### Records shown
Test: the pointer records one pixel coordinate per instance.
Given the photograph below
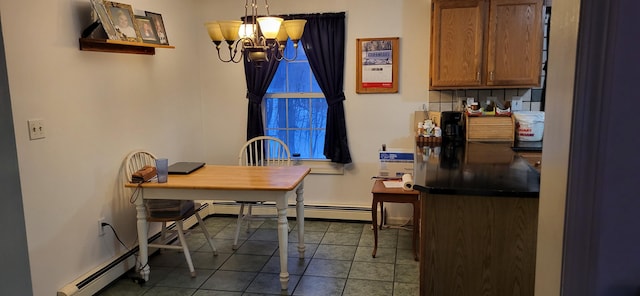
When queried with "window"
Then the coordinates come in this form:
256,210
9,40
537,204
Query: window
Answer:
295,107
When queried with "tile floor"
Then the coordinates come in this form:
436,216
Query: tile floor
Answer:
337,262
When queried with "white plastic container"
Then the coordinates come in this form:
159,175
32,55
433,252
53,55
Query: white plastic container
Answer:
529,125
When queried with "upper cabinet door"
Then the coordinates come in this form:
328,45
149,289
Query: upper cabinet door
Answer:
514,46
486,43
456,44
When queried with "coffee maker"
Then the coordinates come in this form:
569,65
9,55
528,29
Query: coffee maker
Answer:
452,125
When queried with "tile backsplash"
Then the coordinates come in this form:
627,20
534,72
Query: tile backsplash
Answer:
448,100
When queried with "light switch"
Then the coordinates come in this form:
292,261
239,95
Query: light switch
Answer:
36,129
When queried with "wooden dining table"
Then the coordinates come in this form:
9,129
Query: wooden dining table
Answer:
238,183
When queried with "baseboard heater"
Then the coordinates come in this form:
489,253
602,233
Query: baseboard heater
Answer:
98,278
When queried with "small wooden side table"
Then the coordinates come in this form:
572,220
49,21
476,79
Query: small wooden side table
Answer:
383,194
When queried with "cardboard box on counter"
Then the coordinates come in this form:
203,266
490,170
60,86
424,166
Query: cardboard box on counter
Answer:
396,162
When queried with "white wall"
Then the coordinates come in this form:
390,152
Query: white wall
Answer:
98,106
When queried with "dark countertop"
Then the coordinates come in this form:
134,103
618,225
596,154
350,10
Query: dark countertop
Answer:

---

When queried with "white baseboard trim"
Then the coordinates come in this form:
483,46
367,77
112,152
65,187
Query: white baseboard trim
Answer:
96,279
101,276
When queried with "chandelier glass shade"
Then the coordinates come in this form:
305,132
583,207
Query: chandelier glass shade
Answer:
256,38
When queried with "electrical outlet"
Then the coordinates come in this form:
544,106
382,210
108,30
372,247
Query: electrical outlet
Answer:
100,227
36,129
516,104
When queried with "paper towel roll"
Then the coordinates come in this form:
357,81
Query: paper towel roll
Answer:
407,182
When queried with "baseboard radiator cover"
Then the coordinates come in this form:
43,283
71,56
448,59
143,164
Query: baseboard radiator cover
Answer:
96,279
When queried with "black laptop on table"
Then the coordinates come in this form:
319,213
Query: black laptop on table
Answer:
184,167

### Problem
Count the lines in the listing above that contain the word "side", and state only that number.

### Written response
2